── Exercise materials

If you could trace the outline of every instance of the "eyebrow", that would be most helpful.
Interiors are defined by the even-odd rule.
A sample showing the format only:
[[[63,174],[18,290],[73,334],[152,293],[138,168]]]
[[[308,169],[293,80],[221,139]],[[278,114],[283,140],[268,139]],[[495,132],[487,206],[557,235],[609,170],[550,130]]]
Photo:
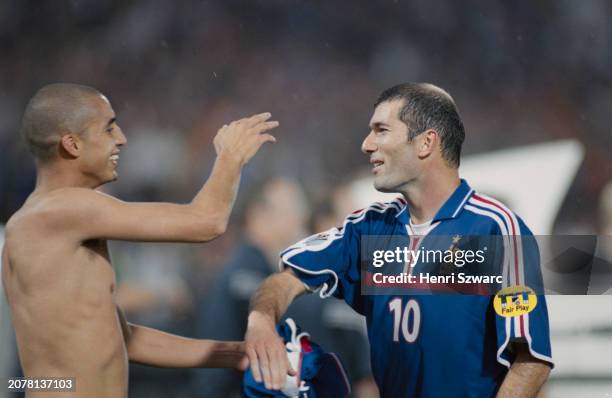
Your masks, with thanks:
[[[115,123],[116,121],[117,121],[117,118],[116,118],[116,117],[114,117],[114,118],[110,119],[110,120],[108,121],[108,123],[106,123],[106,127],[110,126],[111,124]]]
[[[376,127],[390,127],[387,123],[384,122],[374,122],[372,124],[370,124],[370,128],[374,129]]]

────

# Task:
Would you please repeat all the data word for word, but without the pictures?

# Answer section:
If you could trace the outline of every instance of the "eyebrow", that would be most helpful.
Interiors are defined by the even-odd rule.
A sample showing the format only:
[[[63,174],[18,290],[73,334],[152,293],[138,168]]]
[[[308,169],[293,80],[221,139]],[[278,114],[283,140],[268,139]],[[495,132],[487,206],[557,235],[609,170],[550,130]]]
Photo:
Your masks, with thanks:
[[[115,123],[116,121],[117,121],[117,118],[116,118],[116,117],[114,117],[114,118],[110,119],[110,120],[108,121],[108,123],[106,123],[106,127],[110,126],[111,124]]]
[[[376,127],[390,127],[387,123],[384,122],[374,122],[372,124],[370,124],[370,128],[374,129]]]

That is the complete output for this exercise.